* SET TASKS *
A) Reproduce everything in the water lily text from "The plants are" down to "as they grow.", word for word.
B) Gather every line of the records below that contains the string "penguin", matching case exactly.

-- Start of READING TEXT --

She says that growers, or "hybridizers," seek new and unusual combinations of bloom colors and sizes (very large, very small), petal shapes (pointed, rounded), and timing of blooms (day, night). "Both tropicals and hardies only bloom for three to five days," she says. "Some start out white the first day and then turn pink on the second or third day. Others have more of a sunset palette, going from light yellow to a deep orange."

Kilbane mentions Pairat Songpanich, a grower in Thailand who won Best New Hybrid in the 2006 and 2007 IWGS competitions for his hardy Nymphaea tan-khwan and Nymphaea miss siam, respectively. He "just developed the first hybrid blue water lily, something hybridizers have been trying to do for almost 100 years," she says.

This year there are twelve entries in the IWGS competition, four tropicals and eight hardies. They come from as far away as Cyprus and as close by as Florida. If shipped from outside the continental U.S. and Hawaii, they must be sent as bare root plants; otherwise, they arrive in pots. "Since you can't send soil internationally, we recommend that people sending us entries from outside the U.S. treat their plants with fungicide and ship them as fast as they can," she says. "The last thing you want is to have them stuck in customs for three weeks and die."

Once the entries arrive, in early spring, Kilbane and her colleagues plant them in sturdy pots and position them on metal stands in the goldfish pond, where they will bloom from late June through late September.

The plants are on a weekly maintenance, biweekly fertilizer schedule. Kilbane and volunteers don waders every Thursday to rid plants of dead leaves and blooms and to reposition the pots, providing more space between plants as they grow.

-- End of READING TEXT --
-- Start of STORED RECORDS --

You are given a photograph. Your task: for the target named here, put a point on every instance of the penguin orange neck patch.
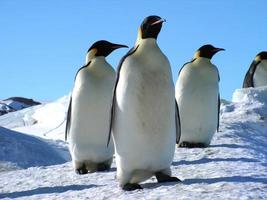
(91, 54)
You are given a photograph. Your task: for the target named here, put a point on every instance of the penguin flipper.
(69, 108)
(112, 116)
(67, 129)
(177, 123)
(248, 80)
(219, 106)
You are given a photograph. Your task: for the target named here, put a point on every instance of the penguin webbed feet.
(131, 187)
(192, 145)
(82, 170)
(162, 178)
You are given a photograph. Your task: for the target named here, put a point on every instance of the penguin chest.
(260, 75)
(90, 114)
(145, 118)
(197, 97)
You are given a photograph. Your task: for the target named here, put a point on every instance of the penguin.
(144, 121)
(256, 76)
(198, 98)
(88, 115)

-- End of STORED RECORDS --
-- Start of STORED RECORDS --

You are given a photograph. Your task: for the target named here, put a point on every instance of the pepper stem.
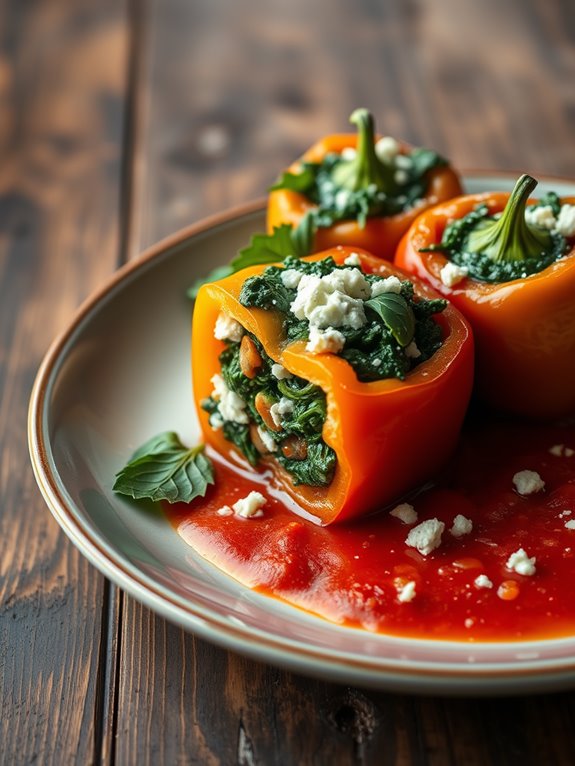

-- End of STORED RECORDS --

* ANSWERS TO THE TASKS *
A)
The plants are on a weekly maintenance, biweekly fertilizer schedule. Kilbane and volunteers don waders every Thursday to rid plants of dead leaves and blooms and to reposition the pots, providing more space between plants as they grow.

B)
You are given a photograph. Your task: for the target named here, put a point on every instance of the penguin orange neck patch.
You are given a photograph. Your task: for the target named here, put a point on every instance of the penguin flipper.
You are given a photograph. Your task: for the target named here, put a point on every instance of the penguin webbed feet.
You are given a photograph. Your task: for the target named here, put a point on every instance of the penguin chest.
You are given a photograph. Your task: for the target named here, put a point on every instance of the penguin.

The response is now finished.